-- DATA IN THIS EXERCISE --
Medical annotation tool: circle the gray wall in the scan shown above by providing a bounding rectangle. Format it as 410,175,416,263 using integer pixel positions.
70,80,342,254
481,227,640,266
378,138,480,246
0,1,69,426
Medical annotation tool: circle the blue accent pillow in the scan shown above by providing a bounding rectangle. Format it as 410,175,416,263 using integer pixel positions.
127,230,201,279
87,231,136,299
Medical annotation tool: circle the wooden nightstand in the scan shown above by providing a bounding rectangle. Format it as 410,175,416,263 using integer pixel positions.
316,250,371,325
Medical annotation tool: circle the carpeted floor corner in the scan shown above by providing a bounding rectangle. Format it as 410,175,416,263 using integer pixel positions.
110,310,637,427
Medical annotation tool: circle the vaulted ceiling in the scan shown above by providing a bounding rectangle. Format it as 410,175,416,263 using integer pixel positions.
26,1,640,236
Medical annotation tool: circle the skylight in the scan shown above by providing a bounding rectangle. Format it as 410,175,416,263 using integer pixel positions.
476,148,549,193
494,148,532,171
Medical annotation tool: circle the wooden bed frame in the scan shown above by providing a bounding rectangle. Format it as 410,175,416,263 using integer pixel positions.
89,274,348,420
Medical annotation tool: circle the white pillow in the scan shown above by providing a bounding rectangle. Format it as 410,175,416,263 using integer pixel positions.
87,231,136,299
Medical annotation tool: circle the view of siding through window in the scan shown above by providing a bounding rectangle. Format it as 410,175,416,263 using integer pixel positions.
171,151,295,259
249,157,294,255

-- CHALLENGE --
Please copy out every entry above word for word, without changing or leaving out anything.

-- RESULT OF THE TASK --
Medical annotation tool: circle the gray wall in the scan shown above by providing a bounding rectangle. Format it as 410,175,416,263 using integer pixel positions.
70,80,342,254
481,227,640,266
378,138,480,246
0,1,69,426
Medical annotation tool: circle the blue accent pillow in the scan shown above by providing a bounding rectangle. Format it as 410,175,416,263 using integer pixel positions.
127,230,201,279
87,231,136,299
Medical annotation tool: circle the wooden nightstand in the scan shown above by providing a bounding rectangle. Format it as 410,175,416,263 using integer pixel positions.
316,250,371,325
Medical annotation tool: circle the carpeted floor corner in the scan shown above by providing a bounding rectangle. Format it as 410,175,416,263 using integer pixel positions.
110,310,637,427
Medical annotation tool: circle the vaulted ceiling in the scan shown above by providing a bounding rectangle. Format it as 410,175,416,263 using integer pixel positions.
26,1,640,236
Medical annotation tool: circle the skylight in the scan shown above by providing a bounding rectangle. Format it as 410,175,416,263 using integer pixel positions.
476,148,549,193
494,148,532,171
Medical annotation tool: circle the wooden bed frame in the scan shown above by providing a bounding rectangle. Format it as 410,175,416,263 using integer pixel positions.
89,274,348,420
Medical annotation tool: circle the white pillow in the scan shown above by providing a bounding rectangle. Format it as 410,175,416,263 using integer pixel positions.
87,231,136,299
Medical annotation tool: circle the view of siding through window in the scan shown above by providing a bounding rectangle. Format it as 410,175,416,263 using integer pixel positions.
171,151,295,259
249,157,294,255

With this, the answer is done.